==== Provided entries

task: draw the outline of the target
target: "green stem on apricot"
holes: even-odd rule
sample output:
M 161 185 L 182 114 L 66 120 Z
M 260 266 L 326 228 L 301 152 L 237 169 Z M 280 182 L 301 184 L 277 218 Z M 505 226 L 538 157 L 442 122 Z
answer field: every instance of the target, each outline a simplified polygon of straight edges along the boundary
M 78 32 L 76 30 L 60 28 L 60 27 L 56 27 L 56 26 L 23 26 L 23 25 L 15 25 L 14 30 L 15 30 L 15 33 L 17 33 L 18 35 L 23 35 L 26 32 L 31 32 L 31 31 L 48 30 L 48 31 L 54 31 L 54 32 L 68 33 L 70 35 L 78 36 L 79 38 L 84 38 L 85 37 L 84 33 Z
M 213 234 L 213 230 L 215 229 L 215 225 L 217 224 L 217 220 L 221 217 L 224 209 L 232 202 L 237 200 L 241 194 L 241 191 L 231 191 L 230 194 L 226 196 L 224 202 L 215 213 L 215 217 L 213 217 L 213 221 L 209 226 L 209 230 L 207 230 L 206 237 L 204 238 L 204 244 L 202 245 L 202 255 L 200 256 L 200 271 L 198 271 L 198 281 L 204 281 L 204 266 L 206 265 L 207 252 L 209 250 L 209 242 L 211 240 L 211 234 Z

========

> **Brief**
Every entry needs to be copied exactly as it was written.

> **Response**
task: draw the outline of the target
target: "green stem on apricot"
holes: even-odd rule
sample output:
M 161 185 L 182 114 L 66 120 Z
M 260 266 L 326 228 L 301 152 L 237 169 Z M 280 182 L 301 184 L 277 218 Z M 505 226 L 538 157 L 442 122 Z
answer field: every instance of the target, each outline a simplified polygon of straight edges along the boundary
M 78 32 L 76 30 L 60 28 L 60 27 L 56 27 L 56 26 L 23 26 L 23 25 L 15 25 L 14 30 L 15 30 L 15 33 L 17 33 L 18 35 L 23 35 L 26 32 L 31 32 L 31 31 L 48 30 L 48 31 L 54 31 L 54 32 L 68 33 L 70 35 L 78 36 L 79 38 L 84 38 L 85 37 L 84 33 Z
M 213 234 L 213 230 L 215 229 L 215 225 L 217 224 L 217 220 L 221 217 L 224 209 L 232 202 L 237 200 L 241 194 L 241 191 L 231 191 L 230 194 L 226 196 L 224 202 L 215 213 L 215 217 L 213 217 L 213 221 L 209 226 L 209 230 L 207 230 L 206 237 L 204 238 L 204 244 L 202 245 L 202 255 L 200 256 L 200 271 L 198 271 L 198 281 L 204 281 L 204 266 L 206 265 L 207 252 L 209 250 L 209 242 L 211 240 L 211 234 Z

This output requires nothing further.